REQUIRED WORK:
Output the listing below in full, exactly as written.

EXTRACTED DATA:
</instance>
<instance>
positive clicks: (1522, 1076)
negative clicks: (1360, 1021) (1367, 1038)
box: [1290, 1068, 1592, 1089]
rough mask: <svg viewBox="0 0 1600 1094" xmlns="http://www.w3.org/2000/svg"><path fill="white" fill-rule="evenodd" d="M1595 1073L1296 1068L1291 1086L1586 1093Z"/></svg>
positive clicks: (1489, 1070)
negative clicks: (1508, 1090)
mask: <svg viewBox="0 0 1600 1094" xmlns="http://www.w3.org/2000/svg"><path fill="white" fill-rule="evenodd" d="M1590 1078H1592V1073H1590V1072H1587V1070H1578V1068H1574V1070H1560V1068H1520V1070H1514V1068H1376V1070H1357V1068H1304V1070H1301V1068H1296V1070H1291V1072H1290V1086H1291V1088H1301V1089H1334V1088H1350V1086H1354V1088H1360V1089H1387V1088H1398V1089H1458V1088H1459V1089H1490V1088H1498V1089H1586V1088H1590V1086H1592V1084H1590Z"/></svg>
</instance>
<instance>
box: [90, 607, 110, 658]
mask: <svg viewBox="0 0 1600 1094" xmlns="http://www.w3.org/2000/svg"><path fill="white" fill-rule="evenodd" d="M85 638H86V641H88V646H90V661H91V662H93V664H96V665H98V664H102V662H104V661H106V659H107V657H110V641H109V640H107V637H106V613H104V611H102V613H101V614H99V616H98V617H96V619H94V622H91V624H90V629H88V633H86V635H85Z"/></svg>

ANSWER FOR THE TASK:
</instance>
<instance>
positive clicks: (1522, 1076)
negative clicks: (1360, 1021) (1367, 1038)
box: [1290, 1068, 1592, 1089]
rough mask: <svg viewBox="0 0 1600 1094" xmlns="http://www.w3.org/2000/svg"><path fill="white" fill-rule="evenodd" d="M1595 1073L1296 1068L1291 1086L1586 1093Z"/></svg>
positive clicks: (1489, 1070)
negative clicks: (1508, 1090)
mask: <svg viewBox="0 0 1600 1094" xmlns="http://www.w3.org/2000/svg"><path fill="white" fill-rule="evenodd" d="M1590 1078H1592V1073H1590V1072H1587V1070H1578V1068H1574V1070H1560V1068H1520V1070H1514V1068H1376V1070H1357V1068H1304V1070H1301V1068H1296V1070H1291V1072H1290V1086H1291V1088H1301V1089H1334V1088H1350V1086H1354V1088H1360V1089H1387V1088H1398V1089H1458V1088H1459V1089H1490V1088H1498V1089H1586V1088H1590V1086H1592V1084H1590Z"/></svg>
</instance>
<instance>
box: [90, 607, 110, 658]
mask: <svg viewBox="0 0 1600 1094" xmlns="http://www.w3.org/2000/svg"><path fill="white" fill-rule="evenodd" d="M85 638H86V641H88V646H90V661H91V662H93V664H96V665H98V664H102V662H104V661H106V659H107V657H110V641H109V640H107V637H106V613H104V611H102V613H101V614H99V616H98V617H96V619H94V622H91V624H90V629H88V633H86V635H85Z"/></svg>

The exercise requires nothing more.